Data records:

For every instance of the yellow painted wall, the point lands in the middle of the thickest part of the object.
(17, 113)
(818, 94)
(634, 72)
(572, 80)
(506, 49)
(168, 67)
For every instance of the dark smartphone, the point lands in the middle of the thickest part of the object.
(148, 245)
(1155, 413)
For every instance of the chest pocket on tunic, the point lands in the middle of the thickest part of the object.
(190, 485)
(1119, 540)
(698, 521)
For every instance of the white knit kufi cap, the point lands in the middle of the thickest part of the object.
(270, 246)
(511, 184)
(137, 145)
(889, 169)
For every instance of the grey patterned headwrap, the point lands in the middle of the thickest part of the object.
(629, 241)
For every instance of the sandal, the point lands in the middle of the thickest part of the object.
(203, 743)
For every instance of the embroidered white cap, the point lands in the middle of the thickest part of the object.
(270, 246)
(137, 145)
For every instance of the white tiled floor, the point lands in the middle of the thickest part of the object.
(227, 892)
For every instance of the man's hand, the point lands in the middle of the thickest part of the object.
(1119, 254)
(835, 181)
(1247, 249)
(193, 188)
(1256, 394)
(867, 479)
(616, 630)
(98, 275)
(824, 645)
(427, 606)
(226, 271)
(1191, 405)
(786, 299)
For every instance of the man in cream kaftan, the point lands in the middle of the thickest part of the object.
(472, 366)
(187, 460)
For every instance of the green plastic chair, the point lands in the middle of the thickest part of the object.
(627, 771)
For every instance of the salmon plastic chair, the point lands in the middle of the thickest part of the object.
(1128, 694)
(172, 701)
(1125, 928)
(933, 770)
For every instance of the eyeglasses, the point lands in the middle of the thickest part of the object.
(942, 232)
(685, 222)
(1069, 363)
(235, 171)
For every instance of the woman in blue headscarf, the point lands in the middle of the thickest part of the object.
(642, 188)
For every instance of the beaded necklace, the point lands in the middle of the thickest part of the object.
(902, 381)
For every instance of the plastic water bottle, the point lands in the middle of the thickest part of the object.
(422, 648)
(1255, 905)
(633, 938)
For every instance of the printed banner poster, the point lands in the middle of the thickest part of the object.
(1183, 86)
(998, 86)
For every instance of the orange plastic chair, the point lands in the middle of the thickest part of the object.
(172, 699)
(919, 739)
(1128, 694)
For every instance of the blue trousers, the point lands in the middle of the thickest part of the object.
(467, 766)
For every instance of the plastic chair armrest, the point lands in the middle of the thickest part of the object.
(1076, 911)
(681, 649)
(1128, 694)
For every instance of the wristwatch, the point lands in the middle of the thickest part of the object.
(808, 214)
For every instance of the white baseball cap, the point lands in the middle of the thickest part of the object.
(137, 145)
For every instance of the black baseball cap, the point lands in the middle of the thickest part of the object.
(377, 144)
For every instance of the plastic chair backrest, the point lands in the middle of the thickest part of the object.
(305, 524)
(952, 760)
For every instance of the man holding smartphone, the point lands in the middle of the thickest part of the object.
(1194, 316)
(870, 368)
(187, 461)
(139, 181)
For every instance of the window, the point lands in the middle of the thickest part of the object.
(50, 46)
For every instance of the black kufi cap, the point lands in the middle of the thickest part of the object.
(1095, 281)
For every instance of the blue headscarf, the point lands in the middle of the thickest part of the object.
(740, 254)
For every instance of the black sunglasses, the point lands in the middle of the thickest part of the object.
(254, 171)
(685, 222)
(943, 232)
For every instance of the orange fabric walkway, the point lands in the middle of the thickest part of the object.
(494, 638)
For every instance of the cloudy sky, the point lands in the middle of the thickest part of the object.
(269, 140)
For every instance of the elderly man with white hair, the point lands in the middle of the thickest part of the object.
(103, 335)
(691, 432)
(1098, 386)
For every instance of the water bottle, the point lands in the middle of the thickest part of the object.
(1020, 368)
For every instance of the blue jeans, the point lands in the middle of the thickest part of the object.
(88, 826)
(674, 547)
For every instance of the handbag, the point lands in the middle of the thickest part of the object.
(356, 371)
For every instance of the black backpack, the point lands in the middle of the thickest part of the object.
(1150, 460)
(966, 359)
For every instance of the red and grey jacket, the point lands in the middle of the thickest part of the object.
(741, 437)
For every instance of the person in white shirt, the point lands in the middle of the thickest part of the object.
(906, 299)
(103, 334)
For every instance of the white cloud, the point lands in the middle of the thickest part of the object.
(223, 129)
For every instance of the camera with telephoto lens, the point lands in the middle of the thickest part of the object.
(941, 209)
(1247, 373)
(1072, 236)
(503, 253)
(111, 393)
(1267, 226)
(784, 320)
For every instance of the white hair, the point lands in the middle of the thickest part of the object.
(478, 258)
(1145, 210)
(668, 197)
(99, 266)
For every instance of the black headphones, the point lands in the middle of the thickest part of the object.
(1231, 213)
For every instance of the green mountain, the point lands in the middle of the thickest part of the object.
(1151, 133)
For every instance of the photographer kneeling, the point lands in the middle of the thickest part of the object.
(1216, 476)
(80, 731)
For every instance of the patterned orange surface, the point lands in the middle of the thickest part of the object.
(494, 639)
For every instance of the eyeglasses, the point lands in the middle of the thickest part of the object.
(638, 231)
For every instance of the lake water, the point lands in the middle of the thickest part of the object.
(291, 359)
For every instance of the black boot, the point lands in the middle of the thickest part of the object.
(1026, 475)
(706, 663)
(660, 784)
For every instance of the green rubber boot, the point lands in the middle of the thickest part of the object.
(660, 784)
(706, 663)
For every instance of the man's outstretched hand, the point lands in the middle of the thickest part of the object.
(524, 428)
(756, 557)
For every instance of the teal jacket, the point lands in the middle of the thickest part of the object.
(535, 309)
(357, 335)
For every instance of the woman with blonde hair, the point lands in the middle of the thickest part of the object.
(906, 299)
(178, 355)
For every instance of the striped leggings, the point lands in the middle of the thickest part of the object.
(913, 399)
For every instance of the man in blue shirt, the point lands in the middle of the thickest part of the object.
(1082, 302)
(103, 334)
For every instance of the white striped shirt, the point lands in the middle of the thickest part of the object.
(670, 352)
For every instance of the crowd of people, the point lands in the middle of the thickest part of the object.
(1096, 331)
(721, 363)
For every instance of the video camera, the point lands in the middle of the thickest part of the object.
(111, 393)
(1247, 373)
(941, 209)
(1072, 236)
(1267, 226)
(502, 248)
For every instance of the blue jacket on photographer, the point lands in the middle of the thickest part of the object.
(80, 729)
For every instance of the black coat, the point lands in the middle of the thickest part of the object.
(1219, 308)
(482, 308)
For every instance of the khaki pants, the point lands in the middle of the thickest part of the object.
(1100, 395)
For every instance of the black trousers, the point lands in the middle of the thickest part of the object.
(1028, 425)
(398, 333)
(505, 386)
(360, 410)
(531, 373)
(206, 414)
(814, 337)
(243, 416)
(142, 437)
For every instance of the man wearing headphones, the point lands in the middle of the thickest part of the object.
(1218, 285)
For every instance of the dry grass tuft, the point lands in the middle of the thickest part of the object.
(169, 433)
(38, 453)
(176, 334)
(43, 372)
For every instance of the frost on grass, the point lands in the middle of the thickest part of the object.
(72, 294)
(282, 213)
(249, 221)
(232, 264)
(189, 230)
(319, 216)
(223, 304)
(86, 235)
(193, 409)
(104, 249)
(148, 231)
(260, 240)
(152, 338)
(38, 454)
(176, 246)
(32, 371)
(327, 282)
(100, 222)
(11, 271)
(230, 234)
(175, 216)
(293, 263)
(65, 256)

▶ **Direction**
Can you copy all of the data above line for line, changing nothing?

▶ **Written solution**
For every instance of the yellow painted wall, the point lands in the middle of the thickest part of the object.
(17, 113)
(818, 94)
(634, 72)
(572, 80)
(506, 49)
(168, 67)
For every instance of the dark smartphone, the point lands in the middle of the thickest part of the object.
(148, 245)
(1155, 413)
For every instance of the chest pocket on tunic, the point lands in the middle of the thickest part of the object.
(190, 485)
(1119, 540)
(698, 521)
For every instance of the white knit kufi cap, the point lands in the middle of the thickest part of the object.
(270, 246)
(511, 184)
(137, 145)
(889, 169)
For every instance of the grey patterned headwrap, the point lands in the middle of the thickest part of the object.
(629, 241)
For every instance of the sandal, the point lands in the middle of the thickest part of the object.
(203, 743)
For every instance of the embroidered white cap, the point lands in the middle of the thickest part of the object.
(270, 246)
(137, 145)
For every instance of the white tiled floor, the point lands in the middle of the thickest part of the object.
(227, 892)
For every instance of the man's hand, the point lands in the middle of the thickest part of the object.
(1119, 254)
(835, 181)
(1247, 249)
(193, 188)
(1256, 394)
(867, 479)
(616, 630)
(98, 275)
(824, 645)
(427, 606)
(226, 271)
(1191, 405)
(786, 299)
For every instance of the man in cream kaftan, the point lands in the middle of the thickest part of the object.
(472, 366)
(187, 460)
For every instance of the green plastic chair, the point lands in the middle of the thickest part of the object.
(627, 771)
For every instance of the salmon plastic chair, the point lands in the middle of the thickest part of the object.
(1128, 694)
(172, 701)
(1125, 928)
(933, 770)
For every instance of the eyeglasses, the point lands in the middle of the thickest part of the object.
(942, 232)
(685, 222)
(1069, 363)
(235, 171)
For every instance of the woman in blue headscarf, the point lands in the middle of the thickest part of the object.
(642, 188)
For every instance of the beaded necklace, the point lands in the middle of the thickest part of the object.
(902, 381)
For every instance of the plastic water bottle, the point lands in the middle of the thickest part of the object.
(422, 648)
(1255, 905)
(633, 938)
For every instance of the printed banner poster, the point lands in the middle of the thickest part of the object.
(1183, 86)
(998, 86)
For every instance of the orange plastic chair, the point lands in the middle of the thickest part of the object.
(172, 699)
(919, 739)
(1128, 694)
For every instance of the blue trousers, the point lands in the middle of the thickest part of the object.
(467, 766)
For every instance of the plastic chair armrest, the point lands in the middle of the thickest part of the object.
(1076, 911)
(681, 649)
(1128, 694)
For every instance of the wristwatch, the point lands in the middle of the thickest part of the object.
(808, 214)
For every instance of the white baseball cap, the point lands in the middle of the thickest part of the object.
(137, 145)
For every instance of the black baseball cap, the point lands in the middle of the thickest part of the object.
(377, 144)
For every instance of the plastic chair backrest, the point lands in the middle of the thickest part of the object.
(305, 524)
(952, 760)
For every instance of the man holding smartphone, the point lands in the middle of the thickest part of the object.
(1194, 316)
(870, 368)
(187, 461)
(139, 181)
For every instance of the window, the point lands in the middle of the thickest part of the object.
(50, 46)
For every instance of the black kufi cap, the point lands in the middle of the thickest part of the object.
(1095, 281)
For every instance of the blue headscarf, the point lands in the middle of the thickest part of the object.
(740, 254)
For every instance of the black sunglasses, the point lands in the middle of the thickest part of the object.
(254, 171)
(685, 222)
(943, 232)
For every instance of the orange fabric walkway, the point lands in the middle of the thickest part of the object.
(494, 638)
For every instance of the cloudy sky, the point lands in the middle of the thickest part of the object.
(269, 140)
For every instance of the elderly man with white hair, the point lands in the middle of the thickest part of the object.
(103, 335)
(691, 432)
(1098, 386)
For every instance of the water bottle, the point lands in the middle of the thickest part of the object.
(1020, 368)
For every instance of the blue jeans, the point lands in the middle of the thickest part of the object.
(88, 826)
(674, 547)
For every instance of the handbag, the point lands in the middle of the thickest part of the object.
(356, 371)
For every instance of the black backpack, the point lands in the middle of the thickest part of the object.
(1150, 460)
(966, 359)
For every instance of the red and grey jacket, the point lands in the middle of the thickest part of the object.
(741, 437)
For every instance of the person in white shirt, the point lands in the middle of the thickest part of the object.
(906, 299)
(103, 334)
For every instance of the white cloud, the point lands in the middle of the thickest part of the object.
(223, 129)
For every instance of the camera with telephoto lens, the point lands in the middle of the thickest part of the object.
(941, 209)
(1247, 373)
(1072, 236)
(503, 253)
(111, 393)
(1267, 226)
(784, 320)
For every instance of the white hair, the point lands in the middle of the thickest part of the object.
(478, 258)
(1145, 210)
(668, 197)
(99, 266)
For every instance of the black headphones, the point lands in the middle of the thickest part of the object.
(1231, 213)
For every instance of the green mountain, the point lands in the middle of the thickest part of the object.
(1151, 133)
For every instance of the photographer kneeling, the point lands in the middle of the thickest part of the object.
(1216, 476)
(80, 731)
For every instance of the patterned orange surface, the point lands in the middle of the thickest part of the object.
(494, 639)
For every instance of the eyeglasses, the point lands in the middle of the thickest part of the object.
(638, 231)
For every instance of the lake water, the point lands in the middle of the thickest part of the object.
(291, 359)
For every instance of the black boot, the point lands in the middle of the thickest part of the object.
(1026, 475)
(706, 663)
(660, 784)
For every instance of the green rubber boot, the point lands in the middle of the thickest part of the object.
(660, 784)
(706, 663)
For every instance of the man's outstretched hand, the point lands in the middle of the thickest part of the object.
(524, 428)
(756, 557)
For every instance of the teal jacket, the point lands in the middle of the thickest part of the object.
(535, 309)
(357, 335)
For every instance of the woman with blonde hair, the point lands in the middle of the thickest part of the object.
(906, 299)
(178, 355)
For every instance of the striped leggings, the point lands in the middle of the thickest part of the object.
(913, 399)
For every instance of the man in blue shirt, the point lands in the middle of the thickest part of the object.
(1082, 302)
(103, 334)
For every instance of the white striped shirt, the point lands in the middle of the thickest part of the object.
(670, 352)
For every instance of the crowd of people, the point lands in the middle of the thickest part of the object.
(1096, 331)
(721, 363)
For every instance of the video camera, the point lands in the middle of the thickest part of the object.
(111, 393)
(1247, 373)
(941, 209)
(1072, 236)
(1267, 226)
(502, 248)
For every instance of the blue jacket on photographer, the point lands in the middle of the thickest part of the object.
(80, 729)
For every instance of the black coat, the point lands in the middle of the thickest part of the object.
(1219, 308)
(482, 308)
For every instance of the khaki pants, the point lands in the middle of the thickest part of the object.
(1100, 395)
For every instance of the black trousers, the point lands in the middle of the thickest part of the object.
(1028, 425)
(398, 333)
(505, 386)
(360, 410)
(531, 373)
(206, 414)
(814, 337)
(243, 416)
(142, 437)
For every instance of the man wearing headphones, the point lands in the middle of the thickest part of the object.
(1218, 285)
For every instance of the dry grass tuft, the point lands in the middle of the thickest part of the object.
(169, 433)
(38, 453)
(176, 334)
(43, 372)
For every instance of the frost on grass, the point lands in the middle of the thickest part of the object.
(72, 294)
(282, 213)
(249, 221)
(232, 264)
(189, 230)
(319, 216)
(223, 304)
(86, 235)
(193, 409)
(104, 249)
(148, 231)
(260, 240)
(152, 338)
(38, 454)
(176, 246)
(32, 371)
(327, 282)
(100, 222)
(11, 271)
(230, 234)
(175, 216)
(293, 263)
(65, 256)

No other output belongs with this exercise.